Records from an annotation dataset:
┏━━
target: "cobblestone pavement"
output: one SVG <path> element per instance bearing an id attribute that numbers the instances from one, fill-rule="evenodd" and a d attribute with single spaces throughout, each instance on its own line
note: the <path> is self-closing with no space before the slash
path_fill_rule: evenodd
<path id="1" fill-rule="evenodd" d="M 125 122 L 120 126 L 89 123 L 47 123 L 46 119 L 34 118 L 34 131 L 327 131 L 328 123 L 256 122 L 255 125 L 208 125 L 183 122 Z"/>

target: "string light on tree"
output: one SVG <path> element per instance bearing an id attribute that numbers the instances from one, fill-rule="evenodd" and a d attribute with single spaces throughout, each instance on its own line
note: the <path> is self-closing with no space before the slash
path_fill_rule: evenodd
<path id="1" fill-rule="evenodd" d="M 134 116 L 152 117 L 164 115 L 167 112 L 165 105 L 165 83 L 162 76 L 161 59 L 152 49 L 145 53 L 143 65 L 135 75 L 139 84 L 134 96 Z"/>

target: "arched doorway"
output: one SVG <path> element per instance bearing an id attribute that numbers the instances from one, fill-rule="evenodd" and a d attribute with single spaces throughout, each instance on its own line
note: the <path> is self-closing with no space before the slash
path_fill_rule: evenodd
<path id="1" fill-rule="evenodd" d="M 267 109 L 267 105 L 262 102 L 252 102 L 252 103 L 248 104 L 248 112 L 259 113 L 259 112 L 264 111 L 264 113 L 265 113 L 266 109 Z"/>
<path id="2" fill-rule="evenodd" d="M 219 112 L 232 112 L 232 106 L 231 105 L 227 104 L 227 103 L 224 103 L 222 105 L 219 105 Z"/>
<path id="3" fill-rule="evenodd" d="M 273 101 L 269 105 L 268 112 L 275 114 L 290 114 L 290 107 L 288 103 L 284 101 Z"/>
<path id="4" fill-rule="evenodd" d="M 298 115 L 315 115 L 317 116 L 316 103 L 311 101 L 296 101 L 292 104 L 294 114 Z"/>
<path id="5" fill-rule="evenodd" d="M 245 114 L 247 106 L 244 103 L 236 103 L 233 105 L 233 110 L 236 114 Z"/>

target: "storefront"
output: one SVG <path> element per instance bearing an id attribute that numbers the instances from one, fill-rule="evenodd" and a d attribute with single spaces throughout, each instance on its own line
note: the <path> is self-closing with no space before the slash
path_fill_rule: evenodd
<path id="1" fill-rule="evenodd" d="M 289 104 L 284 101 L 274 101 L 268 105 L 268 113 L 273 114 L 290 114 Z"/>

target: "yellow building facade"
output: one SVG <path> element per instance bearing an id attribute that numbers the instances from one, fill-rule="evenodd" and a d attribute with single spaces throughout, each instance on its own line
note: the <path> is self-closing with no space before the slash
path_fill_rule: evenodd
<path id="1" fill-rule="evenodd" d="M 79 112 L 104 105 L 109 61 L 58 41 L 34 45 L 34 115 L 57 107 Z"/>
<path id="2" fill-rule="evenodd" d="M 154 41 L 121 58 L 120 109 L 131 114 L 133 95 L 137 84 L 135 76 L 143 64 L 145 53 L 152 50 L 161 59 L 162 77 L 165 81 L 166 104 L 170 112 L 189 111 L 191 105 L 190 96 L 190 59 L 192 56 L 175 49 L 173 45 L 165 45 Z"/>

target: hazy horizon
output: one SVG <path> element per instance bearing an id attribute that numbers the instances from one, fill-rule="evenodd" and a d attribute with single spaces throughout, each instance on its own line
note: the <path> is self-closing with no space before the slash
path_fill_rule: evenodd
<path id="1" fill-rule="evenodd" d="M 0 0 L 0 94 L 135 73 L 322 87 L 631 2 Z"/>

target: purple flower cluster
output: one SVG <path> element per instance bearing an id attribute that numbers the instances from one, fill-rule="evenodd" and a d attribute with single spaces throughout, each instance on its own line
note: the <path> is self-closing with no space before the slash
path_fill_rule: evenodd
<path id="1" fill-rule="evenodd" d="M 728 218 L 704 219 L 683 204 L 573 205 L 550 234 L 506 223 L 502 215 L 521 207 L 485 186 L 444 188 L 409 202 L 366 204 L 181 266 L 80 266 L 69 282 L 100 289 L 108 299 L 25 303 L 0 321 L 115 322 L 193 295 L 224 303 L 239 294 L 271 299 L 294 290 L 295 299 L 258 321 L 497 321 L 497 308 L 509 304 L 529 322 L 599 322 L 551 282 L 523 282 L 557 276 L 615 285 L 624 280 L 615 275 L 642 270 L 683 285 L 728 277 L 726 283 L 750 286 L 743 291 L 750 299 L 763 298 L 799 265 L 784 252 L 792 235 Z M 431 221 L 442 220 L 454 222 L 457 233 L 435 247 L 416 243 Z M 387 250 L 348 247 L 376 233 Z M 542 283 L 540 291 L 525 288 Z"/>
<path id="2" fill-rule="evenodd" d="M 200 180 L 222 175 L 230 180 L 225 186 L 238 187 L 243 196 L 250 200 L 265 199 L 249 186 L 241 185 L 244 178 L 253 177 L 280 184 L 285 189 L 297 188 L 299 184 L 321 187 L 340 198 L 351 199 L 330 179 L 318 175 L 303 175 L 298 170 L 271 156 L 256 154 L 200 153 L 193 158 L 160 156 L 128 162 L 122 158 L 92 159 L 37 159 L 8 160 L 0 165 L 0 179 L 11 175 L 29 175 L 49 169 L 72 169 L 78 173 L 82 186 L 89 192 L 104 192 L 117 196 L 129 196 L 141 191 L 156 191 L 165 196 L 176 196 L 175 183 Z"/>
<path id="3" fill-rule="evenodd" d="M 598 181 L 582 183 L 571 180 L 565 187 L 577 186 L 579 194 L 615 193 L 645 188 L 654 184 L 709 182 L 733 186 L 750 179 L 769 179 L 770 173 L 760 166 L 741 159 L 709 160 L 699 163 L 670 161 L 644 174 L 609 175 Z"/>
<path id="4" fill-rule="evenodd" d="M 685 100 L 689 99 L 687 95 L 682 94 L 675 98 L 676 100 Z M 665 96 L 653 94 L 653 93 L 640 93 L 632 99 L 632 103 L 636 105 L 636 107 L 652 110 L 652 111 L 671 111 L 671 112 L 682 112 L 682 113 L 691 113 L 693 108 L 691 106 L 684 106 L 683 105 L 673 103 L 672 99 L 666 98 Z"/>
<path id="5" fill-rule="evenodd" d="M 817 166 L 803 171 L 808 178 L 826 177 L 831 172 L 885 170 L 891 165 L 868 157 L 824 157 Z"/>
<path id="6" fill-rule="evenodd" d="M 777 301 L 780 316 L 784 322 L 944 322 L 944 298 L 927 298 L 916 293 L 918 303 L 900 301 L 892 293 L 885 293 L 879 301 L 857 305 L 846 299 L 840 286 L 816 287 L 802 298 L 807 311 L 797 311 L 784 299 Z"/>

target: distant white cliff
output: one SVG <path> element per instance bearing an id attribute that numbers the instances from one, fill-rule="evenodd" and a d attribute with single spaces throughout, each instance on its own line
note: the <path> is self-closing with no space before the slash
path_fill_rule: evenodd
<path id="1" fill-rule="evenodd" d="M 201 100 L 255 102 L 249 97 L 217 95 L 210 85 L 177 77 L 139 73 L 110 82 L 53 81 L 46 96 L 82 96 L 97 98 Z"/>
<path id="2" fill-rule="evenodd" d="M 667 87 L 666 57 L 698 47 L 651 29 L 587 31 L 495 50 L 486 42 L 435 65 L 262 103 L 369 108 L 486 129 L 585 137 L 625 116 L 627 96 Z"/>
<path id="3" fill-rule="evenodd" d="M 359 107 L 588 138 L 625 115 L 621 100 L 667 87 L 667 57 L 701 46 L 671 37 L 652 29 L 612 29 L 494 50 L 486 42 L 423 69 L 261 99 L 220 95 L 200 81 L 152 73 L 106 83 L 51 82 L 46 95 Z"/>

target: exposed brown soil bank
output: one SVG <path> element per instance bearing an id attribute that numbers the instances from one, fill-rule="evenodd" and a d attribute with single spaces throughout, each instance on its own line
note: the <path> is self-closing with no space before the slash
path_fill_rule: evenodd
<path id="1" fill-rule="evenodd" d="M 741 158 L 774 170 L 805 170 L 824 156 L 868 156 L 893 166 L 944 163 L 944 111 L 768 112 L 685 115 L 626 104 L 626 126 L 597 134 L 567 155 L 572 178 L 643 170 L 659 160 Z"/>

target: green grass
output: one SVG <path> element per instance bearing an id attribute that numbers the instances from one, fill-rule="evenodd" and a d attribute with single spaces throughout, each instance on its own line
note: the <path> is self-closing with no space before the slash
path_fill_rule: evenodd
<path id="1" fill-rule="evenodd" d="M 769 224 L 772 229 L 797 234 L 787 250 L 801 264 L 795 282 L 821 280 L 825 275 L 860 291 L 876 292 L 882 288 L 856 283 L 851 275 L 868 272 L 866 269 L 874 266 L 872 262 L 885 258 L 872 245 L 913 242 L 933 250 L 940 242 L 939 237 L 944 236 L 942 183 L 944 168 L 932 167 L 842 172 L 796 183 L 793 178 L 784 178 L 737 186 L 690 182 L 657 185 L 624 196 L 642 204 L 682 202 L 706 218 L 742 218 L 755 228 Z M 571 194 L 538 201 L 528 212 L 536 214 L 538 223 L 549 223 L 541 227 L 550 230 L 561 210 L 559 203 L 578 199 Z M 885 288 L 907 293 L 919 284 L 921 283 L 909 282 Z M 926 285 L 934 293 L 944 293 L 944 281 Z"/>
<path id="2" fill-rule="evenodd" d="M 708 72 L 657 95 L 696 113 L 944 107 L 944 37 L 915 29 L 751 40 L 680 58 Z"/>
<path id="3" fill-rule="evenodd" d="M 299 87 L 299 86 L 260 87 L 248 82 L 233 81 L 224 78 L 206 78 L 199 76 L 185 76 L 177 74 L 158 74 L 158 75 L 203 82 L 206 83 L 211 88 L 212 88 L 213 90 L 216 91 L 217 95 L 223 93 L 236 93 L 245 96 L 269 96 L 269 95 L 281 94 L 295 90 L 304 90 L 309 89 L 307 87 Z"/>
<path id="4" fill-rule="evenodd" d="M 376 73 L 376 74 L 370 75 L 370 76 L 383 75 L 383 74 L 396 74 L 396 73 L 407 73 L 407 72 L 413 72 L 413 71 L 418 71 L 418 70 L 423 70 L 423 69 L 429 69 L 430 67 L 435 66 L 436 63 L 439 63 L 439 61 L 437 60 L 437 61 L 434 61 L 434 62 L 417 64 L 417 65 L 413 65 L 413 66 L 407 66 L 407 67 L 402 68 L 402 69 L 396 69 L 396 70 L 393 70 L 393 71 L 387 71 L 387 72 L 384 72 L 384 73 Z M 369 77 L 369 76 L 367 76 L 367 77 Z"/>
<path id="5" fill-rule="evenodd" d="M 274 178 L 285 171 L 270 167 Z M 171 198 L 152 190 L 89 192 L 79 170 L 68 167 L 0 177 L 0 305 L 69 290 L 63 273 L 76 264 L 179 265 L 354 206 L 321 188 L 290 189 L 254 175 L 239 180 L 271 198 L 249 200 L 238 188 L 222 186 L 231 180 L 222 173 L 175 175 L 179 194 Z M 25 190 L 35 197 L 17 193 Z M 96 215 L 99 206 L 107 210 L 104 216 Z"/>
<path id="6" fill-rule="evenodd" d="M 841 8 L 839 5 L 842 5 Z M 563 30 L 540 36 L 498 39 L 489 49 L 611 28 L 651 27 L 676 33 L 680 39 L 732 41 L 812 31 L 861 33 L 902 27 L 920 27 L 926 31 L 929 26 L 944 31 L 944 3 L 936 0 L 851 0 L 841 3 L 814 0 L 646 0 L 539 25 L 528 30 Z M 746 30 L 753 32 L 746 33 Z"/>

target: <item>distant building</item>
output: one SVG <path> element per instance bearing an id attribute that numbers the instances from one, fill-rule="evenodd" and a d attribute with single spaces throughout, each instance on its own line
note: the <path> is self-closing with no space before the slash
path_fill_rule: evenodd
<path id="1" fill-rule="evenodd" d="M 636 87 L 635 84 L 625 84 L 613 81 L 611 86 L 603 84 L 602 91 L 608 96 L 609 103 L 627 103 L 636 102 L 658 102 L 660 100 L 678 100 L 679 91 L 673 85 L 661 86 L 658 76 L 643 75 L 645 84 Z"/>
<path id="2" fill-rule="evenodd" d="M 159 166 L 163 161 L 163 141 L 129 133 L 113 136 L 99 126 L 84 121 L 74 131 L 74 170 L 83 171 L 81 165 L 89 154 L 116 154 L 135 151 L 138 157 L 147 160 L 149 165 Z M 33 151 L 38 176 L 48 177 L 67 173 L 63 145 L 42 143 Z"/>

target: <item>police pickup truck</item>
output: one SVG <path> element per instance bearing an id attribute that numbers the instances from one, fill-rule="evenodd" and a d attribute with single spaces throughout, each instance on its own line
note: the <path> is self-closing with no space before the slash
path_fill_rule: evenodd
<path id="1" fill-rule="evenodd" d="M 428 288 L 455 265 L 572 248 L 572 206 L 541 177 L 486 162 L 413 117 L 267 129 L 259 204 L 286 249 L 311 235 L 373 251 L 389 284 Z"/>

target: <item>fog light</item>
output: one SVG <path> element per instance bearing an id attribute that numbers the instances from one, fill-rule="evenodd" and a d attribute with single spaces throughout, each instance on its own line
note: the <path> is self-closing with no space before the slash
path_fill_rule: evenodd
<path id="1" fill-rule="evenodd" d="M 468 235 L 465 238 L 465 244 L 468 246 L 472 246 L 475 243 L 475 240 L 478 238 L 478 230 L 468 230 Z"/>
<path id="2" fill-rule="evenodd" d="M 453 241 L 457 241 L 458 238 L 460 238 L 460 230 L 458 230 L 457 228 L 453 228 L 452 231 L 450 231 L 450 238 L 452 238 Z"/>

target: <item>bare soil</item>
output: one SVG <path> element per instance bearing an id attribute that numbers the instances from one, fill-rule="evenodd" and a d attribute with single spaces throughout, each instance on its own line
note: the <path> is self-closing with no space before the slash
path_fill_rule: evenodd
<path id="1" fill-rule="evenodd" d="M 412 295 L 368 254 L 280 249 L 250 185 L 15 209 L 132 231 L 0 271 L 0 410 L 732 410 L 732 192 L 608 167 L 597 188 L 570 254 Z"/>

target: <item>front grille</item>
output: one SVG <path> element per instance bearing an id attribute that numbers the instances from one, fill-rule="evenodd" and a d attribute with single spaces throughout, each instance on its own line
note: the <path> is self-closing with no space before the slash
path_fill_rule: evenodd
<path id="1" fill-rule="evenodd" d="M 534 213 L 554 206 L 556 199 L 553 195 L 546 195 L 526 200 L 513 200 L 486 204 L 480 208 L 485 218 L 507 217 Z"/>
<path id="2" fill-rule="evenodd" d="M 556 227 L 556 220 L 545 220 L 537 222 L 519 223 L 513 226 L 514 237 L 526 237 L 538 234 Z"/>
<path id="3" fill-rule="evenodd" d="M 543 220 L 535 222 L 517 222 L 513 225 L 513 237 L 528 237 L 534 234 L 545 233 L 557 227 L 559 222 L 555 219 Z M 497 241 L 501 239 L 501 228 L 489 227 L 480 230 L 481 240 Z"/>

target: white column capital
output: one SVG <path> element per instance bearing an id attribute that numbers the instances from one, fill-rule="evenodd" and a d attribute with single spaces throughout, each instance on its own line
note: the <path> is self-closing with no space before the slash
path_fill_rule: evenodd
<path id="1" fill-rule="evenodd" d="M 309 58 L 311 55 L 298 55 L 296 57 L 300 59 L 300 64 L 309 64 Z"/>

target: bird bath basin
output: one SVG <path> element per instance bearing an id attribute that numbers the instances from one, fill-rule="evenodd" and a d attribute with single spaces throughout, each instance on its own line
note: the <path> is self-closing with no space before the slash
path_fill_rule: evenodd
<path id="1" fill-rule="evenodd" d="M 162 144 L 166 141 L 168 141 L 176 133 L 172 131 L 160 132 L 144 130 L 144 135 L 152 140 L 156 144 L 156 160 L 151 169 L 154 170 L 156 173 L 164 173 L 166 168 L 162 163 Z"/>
┗━━
Goal:
Reproduce exactly the line that holds "target: <item>front grille</item>", then every line after it, ending with the final line of the records above.

Answer to this problem:
target: <item>front grille</item>
output: one SVG <path> element per instance bearing an id attribute that numbers the instances from one, fill-rule="evenodd" and a d attribute with single spaces throughout, each instance on its own line
note: the <path> is self-closing with no space before the slash
path_fill_rule: evenodd
<path id="1" fill-rule="evenodd" d="M 534 213 L 554 206 L 556 199 L 553 195 L 546 195 L 526 200 L 513 200 L 486 204 L 480 208 L 485 218 L 507 217 Z"/>
<path id="2" fill-rule="evenodd" d="M 556 227 L 556 220 L 545 220 L 537 222 L 519 223 L 513 226 L 514 237 L 526 237 L 538 234 Z"/>
<path id="3" fill-rule="evenodd" d="M 543 220 L 535 222 L 517 222 L 513 225 L 513 237 L 528 237 L 534 234 L 545 233 L 557 227 L 559 222 L 555 219 Z M 497 241 L 501 239 L 501 228 L 489 227 L 480 230 L 481 240 Z"/>

target: white column capital
output: one SVG <path> element per instance bearing an id attribute that numbers the instances from one, fill-rule="evenodd" and a d attribute with single spaces throughout, each instance on its own line
note: the <path> is self-closing with no space before the slash
path_fill_rule: evenodd
<path id="1" fill-rule="evenodd" d="M 309 58 L 311 55 L 298 55 L 296 57 L 300 59 L 300 64 L 309 64 Z"/>

target: bird bath basin
output: one SVG <path> element per instance bearing an id attribute that numbers the instances from one, fill-rule="evenodd" and a d attribute with single spaces throughout, each instance on its own line
note: the <path> is self-closing with no space before the slash
path_fill_rule: evenodd
<path id="1" fill-rule="evenodd" d="M 162 144 L 166 141 L 168 141 L 176 133 L 172 131 L 160 132 L 144 130 L 144 135 L 152 140 L 156 144 L 156 160 L 151 169 L 154 170 L 156 173 L 164 173 L 166 168 L 162 163 Z"/>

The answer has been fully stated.